No, she has children with issues that extend well outside her expertise, has no support system to help her cope with that or help the children at all, and ends up suffering the consequences of said issue worse than anyone else.  If Anne Bronte had little psychopath kids in her care, then others did, too, and if the parents wouldn't do anything and you have no friends to help you, you have one of two choices—quit your job and start worrying about how you will eat, or put up with it until something really bad happens.  
Weapons of Magic or Song (Sometimes Both!)
Into the 20th century, people valued education more than ever before and began respecting educators more for it, although female teachers were still seen as intellectually inferior to men since they only taught little kids while men were learned professors. Oh, add another thing to things men think are easy—house cleaning, child care, and teaching little kids the right way to hold a pencil.
There was a resurgence of the governess as a heroine in the late 40s that extended well into the 60s, a time when people wanted more conservative messages and clearly-defined heroes and villains in their stories, but also when people were challenging the establishment. Rodgers and Hammerstein were those people. Their musicals might have some whimsy to them, but they deal with some very real subject matter, like Carousel addressing domestic abuse and South Pacific dealing with racism.
In 1951, they adapted the memoirs of Anna Leonowens into their stage musical The King and I, which became a movie in 1956. The real Anna did indeed go to Siam (now Thailand) to teach King Monkut's 39 wives/concubines and 82 children, keeping a correspondence with Prince Chulalongkorn, the heir to the throne, well into his adult years. However, there probably wasn't as much sexual tension in real life, King Mongkut known to regard Anna as difficult to work with, and since he was known to be a laid-back, nice guy, most Thai people find Yul Brynner's eccentric, temperamental performance offensive.

Data extract

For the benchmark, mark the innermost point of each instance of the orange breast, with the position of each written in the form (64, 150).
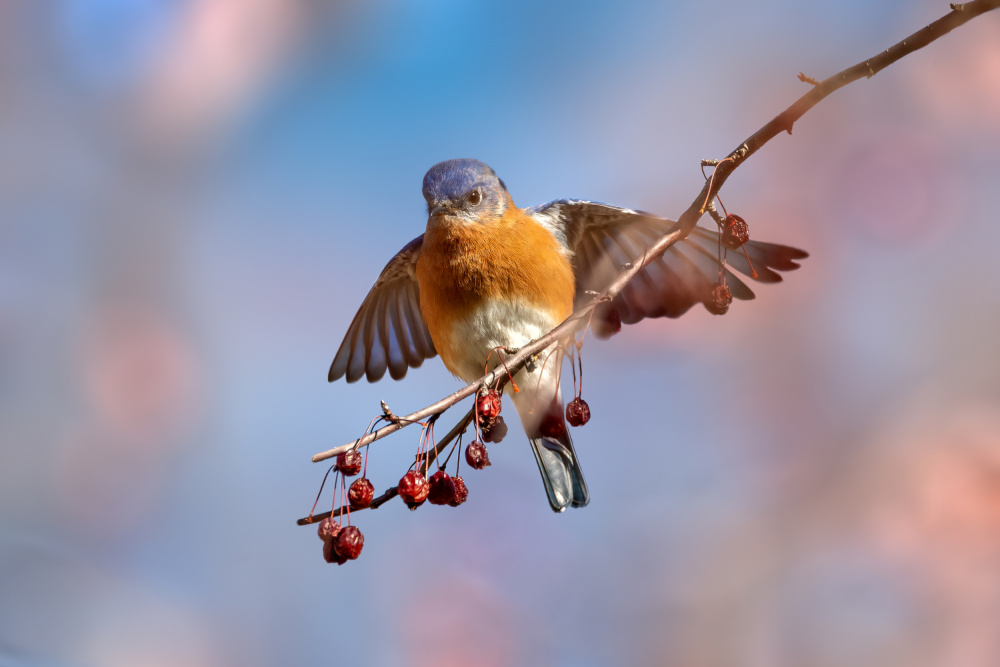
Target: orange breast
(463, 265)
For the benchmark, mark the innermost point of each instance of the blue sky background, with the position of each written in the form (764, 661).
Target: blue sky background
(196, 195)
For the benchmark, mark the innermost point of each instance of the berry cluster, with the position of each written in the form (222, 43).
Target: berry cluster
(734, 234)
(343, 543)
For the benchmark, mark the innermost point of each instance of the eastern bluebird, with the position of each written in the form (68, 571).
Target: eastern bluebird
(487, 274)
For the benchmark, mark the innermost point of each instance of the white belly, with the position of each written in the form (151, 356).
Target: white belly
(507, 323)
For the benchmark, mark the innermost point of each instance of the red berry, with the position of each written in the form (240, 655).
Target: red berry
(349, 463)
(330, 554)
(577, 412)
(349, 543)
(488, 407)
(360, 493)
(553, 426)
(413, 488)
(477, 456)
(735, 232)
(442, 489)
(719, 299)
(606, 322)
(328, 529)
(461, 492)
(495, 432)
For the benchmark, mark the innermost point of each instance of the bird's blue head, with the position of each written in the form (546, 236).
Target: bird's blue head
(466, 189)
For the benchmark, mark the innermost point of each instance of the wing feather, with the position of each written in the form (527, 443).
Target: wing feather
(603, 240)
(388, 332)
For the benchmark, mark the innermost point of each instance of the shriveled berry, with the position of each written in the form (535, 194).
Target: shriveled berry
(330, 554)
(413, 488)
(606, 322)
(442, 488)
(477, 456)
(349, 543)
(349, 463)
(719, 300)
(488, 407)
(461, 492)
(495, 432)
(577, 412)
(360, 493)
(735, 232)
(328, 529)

...

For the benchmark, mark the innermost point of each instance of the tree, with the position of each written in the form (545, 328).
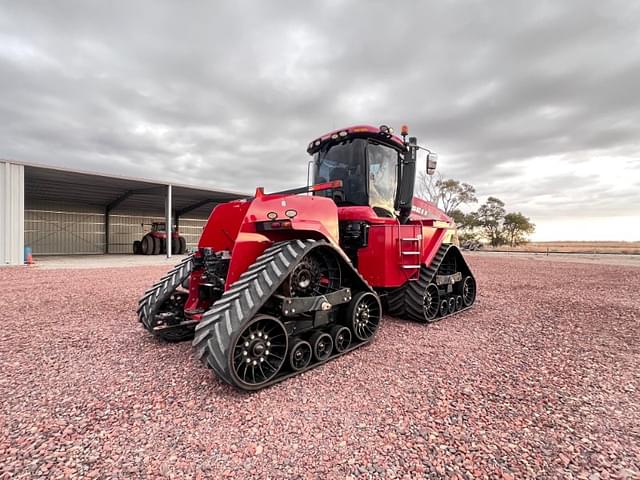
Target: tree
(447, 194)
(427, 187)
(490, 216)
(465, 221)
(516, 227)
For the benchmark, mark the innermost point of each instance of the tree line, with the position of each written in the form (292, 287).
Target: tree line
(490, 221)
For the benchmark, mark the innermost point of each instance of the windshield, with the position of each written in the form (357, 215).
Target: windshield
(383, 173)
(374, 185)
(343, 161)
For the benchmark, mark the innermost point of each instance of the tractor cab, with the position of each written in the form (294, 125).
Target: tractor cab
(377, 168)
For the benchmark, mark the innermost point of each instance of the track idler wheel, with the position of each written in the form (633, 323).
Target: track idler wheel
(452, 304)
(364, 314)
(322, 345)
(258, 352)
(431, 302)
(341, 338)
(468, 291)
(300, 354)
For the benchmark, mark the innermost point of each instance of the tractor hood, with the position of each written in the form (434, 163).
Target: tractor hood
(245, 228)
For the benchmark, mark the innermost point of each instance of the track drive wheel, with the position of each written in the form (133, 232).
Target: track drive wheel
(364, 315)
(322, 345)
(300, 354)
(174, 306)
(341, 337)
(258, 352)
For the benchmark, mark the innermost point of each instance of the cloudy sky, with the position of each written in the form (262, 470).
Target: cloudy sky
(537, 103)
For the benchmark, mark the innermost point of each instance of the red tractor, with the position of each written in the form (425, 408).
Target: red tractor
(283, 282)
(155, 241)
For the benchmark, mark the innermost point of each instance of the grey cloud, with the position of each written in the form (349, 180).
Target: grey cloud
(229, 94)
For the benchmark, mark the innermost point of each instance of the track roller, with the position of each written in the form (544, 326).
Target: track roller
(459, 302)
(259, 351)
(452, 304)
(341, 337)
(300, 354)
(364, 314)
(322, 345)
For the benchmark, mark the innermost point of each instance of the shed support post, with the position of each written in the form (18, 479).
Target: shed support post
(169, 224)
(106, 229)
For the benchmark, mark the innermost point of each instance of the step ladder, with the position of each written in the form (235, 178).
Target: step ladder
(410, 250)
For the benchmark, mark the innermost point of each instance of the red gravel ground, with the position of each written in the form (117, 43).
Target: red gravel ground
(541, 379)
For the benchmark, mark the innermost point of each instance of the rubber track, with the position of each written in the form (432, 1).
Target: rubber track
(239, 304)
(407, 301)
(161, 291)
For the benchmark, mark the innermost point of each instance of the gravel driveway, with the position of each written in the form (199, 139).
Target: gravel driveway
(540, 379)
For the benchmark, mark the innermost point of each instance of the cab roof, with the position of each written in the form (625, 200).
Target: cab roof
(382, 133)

--

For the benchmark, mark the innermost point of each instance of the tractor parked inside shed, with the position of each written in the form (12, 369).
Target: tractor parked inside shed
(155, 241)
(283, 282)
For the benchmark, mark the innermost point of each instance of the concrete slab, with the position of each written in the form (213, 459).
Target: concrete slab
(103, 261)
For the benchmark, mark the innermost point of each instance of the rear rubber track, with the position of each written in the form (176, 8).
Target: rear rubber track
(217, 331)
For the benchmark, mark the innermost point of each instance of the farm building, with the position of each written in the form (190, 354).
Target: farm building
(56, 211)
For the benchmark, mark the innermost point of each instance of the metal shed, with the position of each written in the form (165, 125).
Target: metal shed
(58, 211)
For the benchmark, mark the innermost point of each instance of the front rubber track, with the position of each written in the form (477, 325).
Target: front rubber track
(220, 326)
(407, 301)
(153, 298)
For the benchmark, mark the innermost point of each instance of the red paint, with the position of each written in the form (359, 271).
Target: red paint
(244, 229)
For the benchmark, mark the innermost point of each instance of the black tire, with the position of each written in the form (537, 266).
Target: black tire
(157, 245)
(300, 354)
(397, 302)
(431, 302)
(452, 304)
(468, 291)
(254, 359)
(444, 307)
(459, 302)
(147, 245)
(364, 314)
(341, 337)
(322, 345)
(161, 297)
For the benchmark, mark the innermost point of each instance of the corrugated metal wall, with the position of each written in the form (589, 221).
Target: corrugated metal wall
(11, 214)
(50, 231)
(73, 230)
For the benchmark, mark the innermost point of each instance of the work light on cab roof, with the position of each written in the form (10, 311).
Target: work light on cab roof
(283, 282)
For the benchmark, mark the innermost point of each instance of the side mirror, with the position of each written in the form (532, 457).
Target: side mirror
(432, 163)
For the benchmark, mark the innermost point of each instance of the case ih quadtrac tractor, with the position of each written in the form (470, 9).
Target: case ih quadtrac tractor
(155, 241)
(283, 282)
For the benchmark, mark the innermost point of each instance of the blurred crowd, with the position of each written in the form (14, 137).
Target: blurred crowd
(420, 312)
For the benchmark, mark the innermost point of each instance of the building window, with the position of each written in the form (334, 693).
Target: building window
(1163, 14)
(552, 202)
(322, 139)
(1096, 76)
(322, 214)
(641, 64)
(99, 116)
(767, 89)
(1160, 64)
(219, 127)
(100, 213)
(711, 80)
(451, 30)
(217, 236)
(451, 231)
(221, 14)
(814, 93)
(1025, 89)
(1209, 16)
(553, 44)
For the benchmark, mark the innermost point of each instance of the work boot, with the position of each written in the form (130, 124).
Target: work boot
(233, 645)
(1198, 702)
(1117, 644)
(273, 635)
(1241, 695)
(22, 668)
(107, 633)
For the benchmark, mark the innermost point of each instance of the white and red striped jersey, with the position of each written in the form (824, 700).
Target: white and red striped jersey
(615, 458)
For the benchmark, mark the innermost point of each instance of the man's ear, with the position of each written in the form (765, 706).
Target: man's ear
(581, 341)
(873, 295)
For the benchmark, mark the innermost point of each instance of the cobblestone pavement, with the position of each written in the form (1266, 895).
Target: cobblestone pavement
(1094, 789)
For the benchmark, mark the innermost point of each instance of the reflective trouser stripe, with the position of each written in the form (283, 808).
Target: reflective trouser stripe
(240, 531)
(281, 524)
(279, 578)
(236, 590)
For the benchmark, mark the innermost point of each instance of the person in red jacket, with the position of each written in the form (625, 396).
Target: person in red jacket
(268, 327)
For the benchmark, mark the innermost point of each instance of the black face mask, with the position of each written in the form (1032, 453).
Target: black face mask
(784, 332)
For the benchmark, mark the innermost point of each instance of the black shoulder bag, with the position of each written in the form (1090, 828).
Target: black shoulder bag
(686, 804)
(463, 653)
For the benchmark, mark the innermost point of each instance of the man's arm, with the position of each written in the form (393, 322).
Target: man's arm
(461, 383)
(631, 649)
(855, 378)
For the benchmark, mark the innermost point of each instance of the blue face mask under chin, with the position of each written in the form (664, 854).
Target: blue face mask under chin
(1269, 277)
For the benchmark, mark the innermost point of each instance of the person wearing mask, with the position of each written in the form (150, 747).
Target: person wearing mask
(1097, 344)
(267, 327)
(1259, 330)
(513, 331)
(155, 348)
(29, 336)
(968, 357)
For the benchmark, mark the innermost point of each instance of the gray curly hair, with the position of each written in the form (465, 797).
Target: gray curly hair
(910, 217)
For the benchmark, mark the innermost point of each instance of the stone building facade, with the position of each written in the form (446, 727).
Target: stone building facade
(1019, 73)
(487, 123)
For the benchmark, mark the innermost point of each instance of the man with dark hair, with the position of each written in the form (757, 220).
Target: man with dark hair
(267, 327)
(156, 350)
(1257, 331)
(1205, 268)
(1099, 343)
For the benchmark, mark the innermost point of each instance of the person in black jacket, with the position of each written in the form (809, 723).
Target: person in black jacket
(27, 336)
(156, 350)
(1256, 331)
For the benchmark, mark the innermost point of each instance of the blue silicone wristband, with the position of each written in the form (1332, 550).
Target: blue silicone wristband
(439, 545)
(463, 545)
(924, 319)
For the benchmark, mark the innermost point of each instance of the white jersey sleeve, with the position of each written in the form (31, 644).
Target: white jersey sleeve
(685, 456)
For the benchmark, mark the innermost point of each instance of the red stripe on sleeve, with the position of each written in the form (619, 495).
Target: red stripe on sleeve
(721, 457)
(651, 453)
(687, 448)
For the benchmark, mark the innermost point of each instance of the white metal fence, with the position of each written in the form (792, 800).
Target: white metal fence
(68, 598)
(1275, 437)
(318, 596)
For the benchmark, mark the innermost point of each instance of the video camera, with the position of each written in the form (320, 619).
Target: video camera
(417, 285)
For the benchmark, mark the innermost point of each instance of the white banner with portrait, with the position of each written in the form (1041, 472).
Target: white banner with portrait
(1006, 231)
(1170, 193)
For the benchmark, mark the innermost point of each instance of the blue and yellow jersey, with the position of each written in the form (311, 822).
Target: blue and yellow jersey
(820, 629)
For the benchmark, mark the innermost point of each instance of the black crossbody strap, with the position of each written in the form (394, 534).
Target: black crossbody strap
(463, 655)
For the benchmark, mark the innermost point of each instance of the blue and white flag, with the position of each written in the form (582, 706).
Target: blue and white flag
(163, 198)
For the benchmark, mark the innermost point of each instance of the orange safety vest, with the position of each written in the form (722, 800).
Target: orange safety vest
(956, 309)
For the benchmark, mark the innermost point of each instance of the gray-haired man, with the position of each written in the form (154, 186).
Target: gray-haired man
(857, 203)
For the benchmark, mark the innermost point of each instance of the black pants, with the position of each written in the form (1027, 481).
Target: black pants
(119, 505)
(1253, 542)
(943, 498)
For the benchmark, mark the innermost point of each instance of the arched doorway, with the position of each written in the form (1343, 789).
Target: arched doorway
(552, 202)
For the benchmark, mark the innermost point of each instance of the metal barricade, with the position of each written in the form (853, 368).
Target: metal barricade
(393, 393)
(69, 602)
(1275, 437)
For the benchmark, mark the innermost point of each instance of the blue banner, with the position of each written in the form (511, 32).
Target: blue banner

Required work
1) Summarize the text on governesses in three sentences.
2) Using the text on governesses, say whether each statement agrees with it, answering yes or no and quoting the words that decide it: (a) The King and I was made into a movie in 1956. (b) Anna Leonowens went to Siam to teach the king's 82 wives. (c) Carousel deals with racism.
3) Quote the text on governesses from "Into the 20th" up to and including "hold a pencil.".
The material has no connection to the text on governesses.

Expected responses
1) A governess could face children whose issues lay beyond her expertise, with no support, and be left either to quit or to endure it until something bad happened. In the twentieth century, education and educators gained more respect, though female teachers were still seen as intellectually inferior to men. The governess heroine returned from the late 40s into the 60s, as in Rodgers and Hammerstein's The King and I, adapted from Anna Leonowens's memoirs, though real life likely held less sexual tension and most Thai people find Yul Brynner's performance offensive.

2)
(a) Yes: "which became a movie in 1956"
(b) No: "to teach King Monkut's 39 wives/concubines and 82 children"
(c) No: "Carousel addressing domestic abuse and South Pacific dealing with racism"

3)
Into the 20th century, people valued education more than ever before and began respecting educators more for it, although female teachers were still seen as intellectually inferior to men since they only taught little kids while men were learned professors. Oh, add another thing to things men think are easy—house cleaning, child care, and teaching little kids the right way to hold a pencil.